## [INFORMATION PROVIDED]
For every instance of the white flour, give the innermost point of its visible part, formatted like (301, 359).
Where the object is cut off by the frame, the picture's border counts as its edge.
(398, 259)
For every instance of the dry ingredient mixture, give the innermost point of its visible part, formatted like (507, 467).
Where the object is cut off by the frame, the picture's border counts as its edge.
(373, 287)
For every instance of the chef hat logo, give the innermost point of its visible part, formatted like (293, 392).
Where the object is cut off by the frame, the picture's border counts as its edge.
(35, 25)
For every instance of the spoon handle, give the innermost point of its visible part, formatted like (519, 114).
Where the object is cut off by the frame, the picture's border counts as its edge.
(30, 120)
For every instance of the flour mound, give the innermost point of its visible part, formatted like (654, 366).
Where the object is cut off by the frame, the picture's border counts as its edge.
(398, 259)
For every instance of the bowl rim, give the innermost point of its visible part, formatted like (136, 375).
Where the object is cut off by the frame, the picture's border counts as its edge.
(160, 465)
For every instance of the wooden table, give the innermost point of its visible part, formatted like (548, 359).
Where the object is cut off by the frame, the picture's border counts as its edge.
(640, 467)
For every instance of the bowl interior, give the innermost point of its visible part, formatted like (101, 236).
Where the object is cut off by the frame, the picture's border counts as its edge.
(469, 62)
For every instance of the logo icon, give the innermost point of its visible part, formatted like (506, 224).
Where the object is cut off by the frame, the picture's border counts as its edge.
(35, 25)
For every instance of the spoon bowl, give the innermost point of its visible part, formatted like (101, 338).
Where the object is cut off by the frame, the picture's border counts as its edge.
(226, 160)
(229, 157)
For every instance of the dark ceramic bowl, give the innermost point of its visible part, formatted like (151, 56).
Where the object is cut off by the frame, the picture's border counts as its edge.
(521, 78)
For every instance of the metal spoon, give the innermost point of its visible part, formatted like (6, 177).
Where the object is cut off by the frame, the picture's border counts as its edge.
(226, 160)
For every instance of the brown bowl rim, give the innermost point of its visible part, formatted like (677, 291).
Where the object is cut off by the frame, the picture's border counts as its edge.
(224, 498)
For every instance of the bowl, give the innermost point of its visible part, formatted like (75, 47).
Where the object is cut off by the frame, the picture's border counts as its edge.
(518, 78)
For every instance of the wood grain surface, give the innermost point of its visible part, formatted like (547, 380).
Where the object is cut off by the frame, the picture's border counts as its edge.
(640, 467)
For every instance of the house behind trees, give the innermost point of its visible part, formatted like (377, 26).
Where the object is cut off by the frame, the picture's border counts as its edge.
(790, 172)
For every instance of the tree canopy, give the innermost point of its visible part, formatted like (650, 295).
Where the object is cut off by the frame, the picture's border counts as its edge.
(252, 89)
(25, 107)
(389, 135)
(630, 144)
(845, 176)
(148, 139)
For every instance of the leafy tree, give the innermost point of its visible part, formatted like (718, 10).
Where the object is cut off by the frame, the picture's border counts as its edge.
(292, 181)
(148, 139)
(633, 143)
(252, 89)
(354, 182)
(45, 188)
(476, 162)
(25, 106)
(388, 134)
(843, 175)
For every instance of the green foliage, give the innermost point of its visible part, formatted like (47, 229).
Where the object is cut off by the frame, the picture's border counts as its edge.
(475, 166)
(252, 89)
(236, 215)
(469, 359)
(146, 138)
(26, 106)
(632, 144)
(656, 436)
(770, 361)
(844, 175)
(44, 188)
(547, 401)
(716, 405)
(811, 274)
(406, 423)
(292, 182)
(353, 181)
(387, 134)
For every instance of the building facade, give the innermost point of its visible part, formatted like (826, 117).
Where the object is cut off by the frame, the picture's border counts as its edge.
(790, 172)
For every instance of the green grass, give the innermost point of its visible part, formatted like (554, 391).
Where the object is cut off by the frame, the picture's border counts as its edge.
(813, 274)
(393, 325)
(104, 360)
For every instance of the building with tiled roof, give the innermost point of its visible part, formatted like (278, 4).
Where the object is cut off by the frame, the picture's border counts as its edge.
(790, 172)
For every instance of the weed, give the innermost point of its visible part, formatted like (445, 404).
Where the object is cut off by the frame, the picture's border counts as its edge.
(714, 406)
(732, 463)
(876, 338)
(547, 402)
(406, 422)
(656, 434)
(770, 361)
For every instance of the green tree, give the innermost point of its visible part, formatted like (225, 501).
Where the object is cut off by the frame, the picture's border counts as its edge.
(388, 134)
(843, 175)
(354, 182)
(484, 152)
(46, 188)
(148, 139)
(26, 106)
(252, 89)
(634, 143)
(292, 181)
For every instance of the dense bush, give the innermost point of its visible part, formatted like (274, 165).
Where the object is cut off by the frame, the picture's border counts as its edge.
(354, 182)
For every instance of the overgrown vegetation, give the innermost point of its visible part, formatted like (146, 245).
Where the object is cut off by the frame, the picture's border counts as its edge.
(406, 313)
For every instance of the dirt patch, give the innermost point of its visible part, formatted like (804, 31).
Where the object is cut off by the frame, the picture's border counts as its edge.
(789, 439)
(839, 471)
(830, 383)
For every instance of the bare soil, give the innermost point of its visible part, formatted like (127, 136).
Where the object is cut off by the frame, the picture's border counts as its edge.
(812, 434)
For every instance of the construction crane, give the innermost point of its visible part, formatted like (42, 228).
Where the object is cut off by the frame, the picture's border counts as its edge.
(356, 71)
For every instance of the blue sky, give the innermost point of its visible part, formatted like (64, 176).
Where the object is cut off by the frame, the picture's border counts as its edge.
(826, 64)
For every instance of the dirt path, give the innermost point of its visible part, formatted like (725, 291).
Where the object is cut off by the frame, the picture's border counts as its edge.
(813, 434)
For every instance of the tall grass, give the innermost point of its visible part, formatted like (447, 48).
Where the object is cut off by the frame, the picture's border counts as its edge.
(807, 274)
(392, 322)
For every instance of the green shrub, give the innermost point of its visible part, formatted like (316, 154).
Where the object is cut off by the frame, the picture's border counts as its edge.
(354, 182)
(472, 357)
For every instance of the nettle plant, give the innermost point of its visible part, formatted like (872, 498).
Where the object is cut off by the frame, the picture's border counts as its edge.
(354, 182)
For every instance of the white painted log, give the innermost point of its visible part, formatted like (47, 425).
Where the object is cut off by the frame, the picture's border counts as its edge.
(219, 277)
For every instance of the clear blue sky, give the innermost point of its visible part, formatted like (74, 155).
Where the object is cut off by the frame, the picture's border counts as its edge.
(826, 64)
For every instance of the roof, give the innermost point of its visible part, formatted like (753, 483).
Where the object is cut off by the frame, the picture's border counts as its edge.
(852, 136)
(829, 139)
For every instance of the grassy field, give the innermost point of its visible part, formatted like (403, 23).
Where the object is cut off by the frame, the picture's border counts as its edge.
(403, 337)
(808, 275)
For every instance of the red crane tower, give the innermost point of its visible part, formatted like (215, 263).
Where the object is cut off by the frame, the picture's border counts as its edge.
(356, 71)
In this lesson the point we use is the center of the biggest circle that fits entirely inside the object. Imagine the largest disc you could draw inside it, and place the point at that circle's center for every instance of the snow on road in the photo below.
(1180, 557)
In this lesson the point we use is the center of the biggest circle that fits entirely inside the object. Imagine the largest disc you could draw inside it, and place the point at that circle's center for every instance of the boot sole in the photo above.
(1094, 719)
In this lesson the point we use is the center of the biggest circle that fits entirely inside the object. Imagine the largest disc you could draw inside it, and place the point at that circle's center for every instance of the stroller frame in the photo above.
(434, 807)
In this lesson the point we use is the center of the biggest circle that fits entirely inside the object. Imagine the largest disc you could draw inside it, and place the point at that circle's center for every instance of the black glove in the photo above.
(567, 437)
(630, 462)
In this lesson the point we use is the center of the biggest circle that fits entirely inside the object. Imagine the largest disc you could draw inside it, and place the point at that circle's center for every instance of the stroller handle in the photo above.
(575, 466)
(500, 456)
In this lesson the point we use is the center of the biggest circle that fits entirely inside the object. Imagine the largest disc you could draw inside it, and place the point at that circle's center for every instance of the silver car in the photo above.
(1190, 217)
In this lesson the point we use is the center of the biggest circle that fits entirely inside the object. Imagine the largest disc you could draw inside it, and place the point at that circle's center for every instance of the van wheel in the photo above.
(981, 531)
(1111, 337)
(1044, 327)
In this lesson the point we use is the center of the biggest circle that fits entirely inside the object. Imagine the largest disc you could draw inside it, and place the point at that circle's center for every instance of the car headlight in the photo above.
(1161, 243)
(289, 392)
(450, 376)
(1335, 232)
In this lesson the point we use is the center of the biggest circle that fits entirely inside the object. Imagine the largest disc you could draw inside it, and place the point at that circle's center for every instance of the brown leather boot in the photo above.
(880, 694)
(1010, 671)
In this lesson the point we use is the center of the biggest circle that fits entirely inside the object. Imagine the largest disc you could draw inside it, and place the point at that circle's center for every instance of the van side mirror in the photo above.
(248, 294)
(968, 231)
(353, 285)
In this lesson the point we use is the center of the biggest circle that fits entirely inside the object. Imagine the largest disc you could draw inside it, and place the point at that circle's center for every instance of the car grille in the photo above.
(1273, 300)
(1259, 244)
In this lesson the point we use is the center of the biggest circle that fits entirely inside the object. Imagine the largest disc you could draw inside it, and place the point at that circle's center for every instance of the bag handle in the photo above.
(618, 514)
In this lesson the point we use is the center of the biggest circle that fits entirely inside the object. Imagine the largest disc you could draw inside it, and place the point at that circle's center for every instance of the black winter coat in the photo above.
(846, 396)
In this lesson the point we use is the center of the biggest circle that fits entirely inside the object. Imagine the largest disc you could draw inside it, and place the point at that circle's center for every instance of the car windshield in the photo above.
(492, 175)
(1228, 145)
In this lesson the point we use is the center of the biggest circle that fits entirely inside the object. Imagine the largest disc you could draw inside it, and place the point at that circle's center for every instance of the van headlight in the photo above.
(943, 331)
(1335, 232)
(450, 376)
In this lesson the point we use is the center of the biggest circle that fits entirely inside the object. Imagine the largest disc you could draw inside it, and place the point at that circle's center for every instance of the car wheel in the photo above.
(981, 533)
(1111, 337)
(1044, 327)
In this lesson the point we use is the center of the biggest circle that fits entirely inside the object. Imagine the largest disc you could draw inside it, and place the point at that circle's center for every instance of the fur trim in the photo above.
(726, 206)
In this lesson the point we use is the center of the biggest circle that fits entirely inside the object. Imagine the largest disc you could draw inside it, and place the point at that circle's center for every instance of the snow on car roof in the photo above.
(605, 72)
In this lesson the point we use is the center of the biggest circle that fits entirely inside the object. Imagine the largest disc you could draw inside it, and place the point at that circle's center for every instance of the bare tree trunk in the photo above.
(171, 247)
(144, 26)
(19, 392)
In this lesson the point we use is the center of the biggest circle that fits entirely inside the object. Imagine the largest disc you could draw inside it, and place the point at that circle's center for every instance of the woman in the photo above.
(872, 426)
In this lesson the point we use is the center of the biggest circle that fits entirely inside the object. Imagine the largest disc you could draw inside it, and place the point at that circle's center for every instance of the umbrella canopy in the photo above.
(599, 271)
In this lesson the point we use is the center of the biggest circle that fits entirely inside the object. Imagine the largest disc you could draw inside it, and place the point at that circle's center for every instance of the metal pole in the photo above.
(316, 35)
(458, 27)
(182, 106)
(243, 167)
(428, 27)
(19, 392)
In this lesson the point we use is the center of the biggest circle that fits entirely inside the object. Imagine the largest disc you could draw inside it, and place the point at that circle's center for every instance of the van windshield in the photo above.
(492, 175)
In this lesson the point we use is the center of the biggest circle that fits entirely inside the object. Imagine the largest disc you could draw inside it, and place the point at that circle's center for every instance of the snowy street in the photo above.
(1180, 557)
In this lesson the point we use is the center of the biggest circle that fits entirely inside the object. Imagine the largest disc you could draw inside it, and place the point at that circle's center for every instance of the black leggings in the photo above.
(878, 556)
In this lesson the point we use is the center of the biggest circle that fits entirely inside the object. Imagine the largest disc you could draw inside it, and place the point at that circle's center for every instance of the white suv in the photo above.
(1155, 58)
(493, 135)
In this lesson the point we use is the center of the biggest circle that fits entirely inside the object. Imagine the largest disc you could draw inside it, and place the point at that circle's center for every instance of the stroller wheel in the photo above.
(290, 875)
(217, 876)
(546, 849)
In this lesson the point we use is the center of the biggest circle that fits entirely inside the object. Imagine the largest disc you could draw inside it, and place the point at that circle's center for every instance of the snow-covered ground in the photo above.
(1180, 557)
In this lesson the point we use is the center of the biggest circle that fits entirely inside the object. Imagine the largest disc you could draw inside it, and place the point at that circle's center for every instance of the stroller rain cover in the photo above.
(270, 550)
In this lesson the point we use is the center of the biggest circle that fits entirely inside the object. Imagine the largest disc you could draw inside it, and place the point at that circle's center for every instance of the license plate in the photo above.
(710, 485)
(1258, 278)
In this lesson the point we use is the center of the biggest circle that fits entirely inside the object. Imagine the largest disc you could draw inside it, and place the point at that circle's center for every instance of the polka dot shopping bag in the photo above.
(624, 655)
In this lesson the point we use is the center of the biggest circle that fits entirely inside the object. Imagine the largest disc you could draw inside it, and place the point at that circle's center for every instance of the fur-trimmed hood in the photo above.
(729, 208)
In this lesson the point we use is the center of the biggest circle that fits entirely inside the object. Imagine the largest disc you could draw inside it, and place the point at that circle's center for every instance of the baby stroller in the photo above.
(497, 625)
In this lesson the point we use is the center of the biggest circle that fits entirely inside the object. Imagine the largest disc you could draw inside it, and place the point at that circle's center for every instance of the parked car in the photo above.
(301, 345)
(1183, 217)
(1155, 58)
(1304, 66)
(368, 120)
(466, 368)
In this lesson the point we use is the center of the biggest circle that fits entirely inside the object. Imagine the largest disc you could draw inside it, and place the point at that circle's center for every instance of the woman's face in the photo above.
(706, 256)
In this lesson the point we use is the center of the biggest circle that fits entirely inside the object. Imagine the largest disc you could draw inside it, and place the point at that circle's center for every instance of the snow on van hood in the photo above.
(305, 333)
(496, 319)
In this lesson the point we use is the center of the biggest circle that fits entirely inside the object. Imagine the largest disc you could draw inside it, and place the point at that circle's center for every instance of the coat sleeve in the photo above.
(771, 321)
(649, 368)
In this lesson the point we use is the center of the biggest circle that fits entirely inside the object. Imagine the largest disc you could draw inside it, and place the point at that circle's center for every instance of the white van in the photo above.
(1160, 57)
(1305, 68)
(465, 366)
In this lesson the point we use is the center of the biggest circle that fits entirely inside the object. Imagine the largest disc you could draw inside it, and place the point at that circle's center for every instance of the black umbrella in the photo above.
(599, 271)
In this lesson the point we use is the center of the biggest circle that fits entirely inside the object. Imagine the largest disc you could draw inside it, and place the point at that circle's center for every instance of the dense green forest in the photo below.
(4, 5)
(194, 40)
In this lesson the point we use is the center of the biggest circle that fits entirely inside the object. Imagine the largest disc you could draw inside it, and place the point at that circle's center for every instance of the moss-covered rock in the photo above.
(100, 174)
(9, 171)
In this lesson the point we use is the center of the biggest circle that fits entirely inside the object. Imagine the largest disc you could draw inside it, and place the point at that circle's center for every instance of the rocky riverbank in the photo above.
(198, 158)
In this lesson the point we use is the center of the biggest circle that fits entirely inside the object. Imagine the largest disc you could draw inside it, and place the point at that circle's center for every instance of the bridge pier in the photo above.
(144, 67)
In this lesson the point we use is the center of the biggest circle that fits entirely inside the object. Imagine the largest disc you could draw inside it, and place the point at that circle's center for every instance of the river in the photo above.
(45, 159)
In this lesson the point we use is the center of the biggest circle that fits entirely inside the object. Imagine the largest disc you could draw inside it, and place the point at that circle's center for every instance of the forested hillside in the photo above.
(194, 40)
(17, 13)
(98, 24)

## [WHAT IS REQUIRED]
Could you quote, exactly as they appear, the line containing "riverbank in the photo above." and every line after it to the end of the records above?

## [EXPECTED ANSWER]
In this lesson the point we use is the center of the biggest circle that fits entirely inside the object. Imagine the largest disc you could draw inside it, and place the point at that circle's center for every instance of the rocky riverbank in the photo above.
(198, 158)
In this lesson the point we use is the center of the biggest circle that fits entirely inside the object. Imagine the largest disc you could draw inside it, and place the point at that circle's center for every instance of the bridge pier in the photo above.
(144, 67)
In this lesson the point we use is the center of the biggest circle that fits entirely inside the object. Imagine the largest disc you could draw inside it, and place the point at that circle's center for every instance of the river in the photo above.
(45, 159)
In this lesson the point we use is the center of the biggest circle that fits entirely inside the object. Imagine the largest disc you could draw inside it, and place the point at that circle's center for every instance of the forested hillside in the photo above.
(194, 40)
(17, 13)
(98, 24)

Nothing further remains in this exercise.